- _Texto fornecido_
17/12/2013

Cartas do Brasil

Eu estava apaixonada quando naquele dia 13 o avião atrasou duas horas. Viajava há 15 dias pelo Brasil - tive chuva, tive sol, linhas de comboio cortadas, pão de queijo e cachaça mineira. E então era dia 13 e eu estava apaixonada por um homem que conhecera 3 anos antes e que vira 3 vezes na vida. Gosto de acreditar que foi por outra razão que cheguei a SP  naquele dia. Que é por outra razão que contei os dias e contei as horas desta forma. Que desejei que o tempo não nos adiasse mais, que desejei que o tempo congelasse naquela minha última noite em SP.
Todos disseram que não haveria amor em SP, e eu vim mesmo assim. Tudo foi verdade - por isso acordamos como dois estranhos. Talvez lamente tudo isto. Talvez um dia lamente tudo isto. A vila, o samba, a Paulista. A gente deu aquele último beijo sem graça; sentiamos que encerrávamos a nossa história que nunca foi o que fizemos por ela. Apesar de tudo, com 24 anos, fiz as malas e amei um paulista por 3 dias que demoraram minutos, com a certeza de que não nos veriamos nunca mais. Bebemos aquele tanto, ouvi Samba noite dentro, dormi com Maria Betânia, despedi-me com Gonzaguinha. Diria mesmo que tenho inveja da vida que tive. Ainda que nunca tenha havido amor em SP.

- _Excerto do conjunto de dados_

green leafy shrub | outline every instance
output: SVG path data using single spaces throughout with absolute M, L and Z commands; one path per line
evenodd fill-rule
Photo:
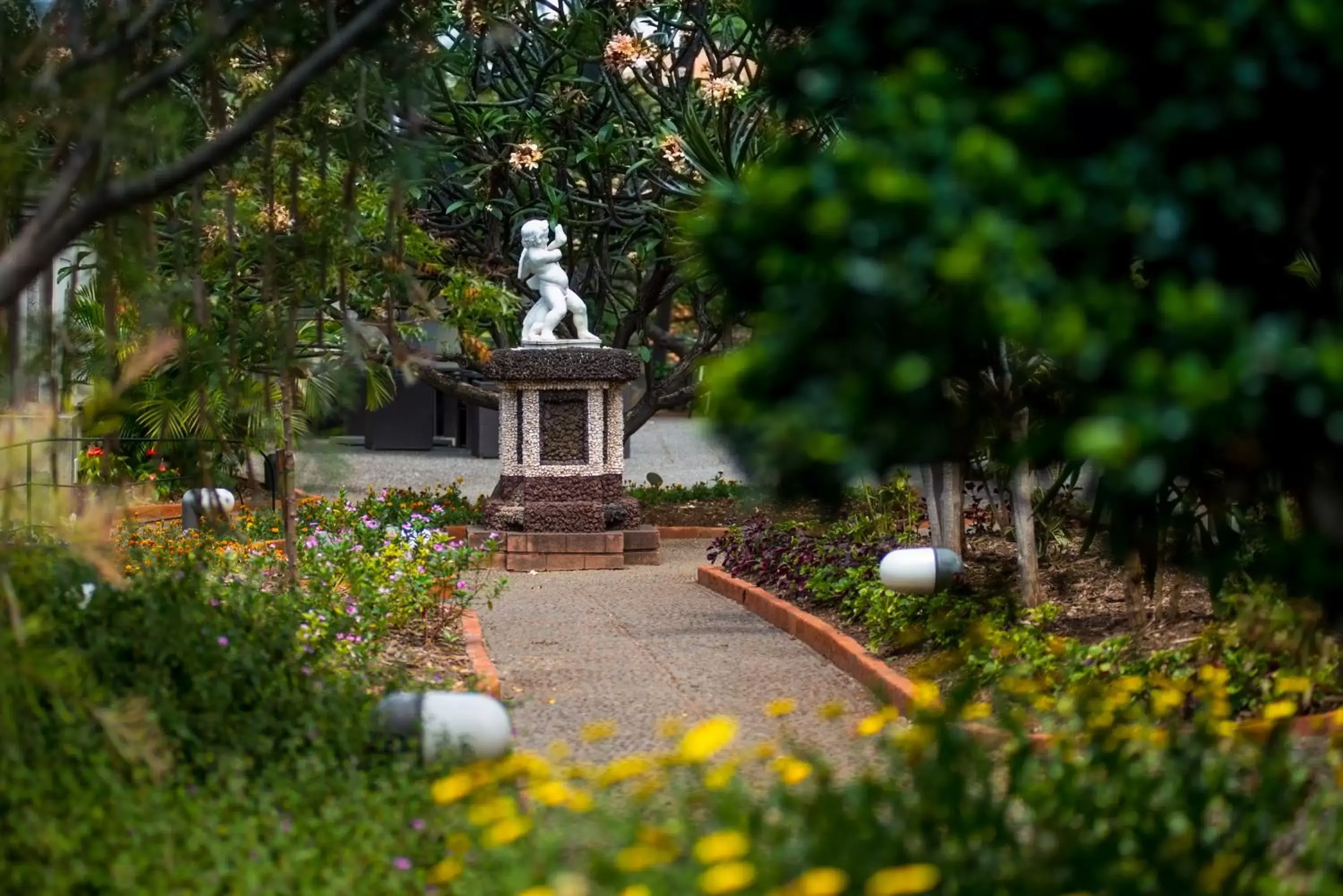
M 712 482 L 696 482 L 694 485 L 663 485 L 657 482 L 626 482 L 624 493 L 635 498 L 645 506 L 662 506 L 667 504 L 689 504 L 692 501 L 728 501 L 745 497 L 747 486 L 736 480 L 725 480 L 719 473 Z
M 1166 729 L 1112 689 L 1081 699 L 1057 743 L 1017 729 L 992 750 L 954 724 L 972 715 L 964 696 L 924 689 L 911 724 L 865 719 L 873 763 L 849 778 L 739 747 L 723 717 L 599 767 L 524 755 L 454 772 L 434 786 L 453 830 L 430 880 L 626 896 L 1339 892 L 1338 791 L 1283 731 L 1261 747 L 1206 713 Z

- _Instruções da tarefa_
Extraia do texto "Cartas do Brasil" o trecho que começa nas palavras "Todos disseram que" e termina depois das palavras "amor em SP.". Reproduza-o sem qualquer alteração.

- _Tarefa resolvida_
Todos disseram que não haveria amor em SP, e eu vim mesmo assim. Tudo foi verdade - por isso acordamos como dois estranhos. Talvez lamente tudo isto. Talvez um dia lamente tudo isto. A vila, o samba, a Paulista. A gente deu aquele último beijo sem graça; sentiamos que encerrávamos a nossa história que nunca foi o que fizemos por ela. Apesar de tudo, com 24 anos, fiz as malas e amei um paulista por 3 dias que demoraram minutos, com a certeza de que não nos veriamos nunca mais. Bebemos aquele tanto, ouvi Samba noite dentro, dormi com Maria Betânia, despedi-me com Gonzaguinha. Diria mesmo que tenho inveja da vida que tive. Ainda que nunca tenha havido amor em SP.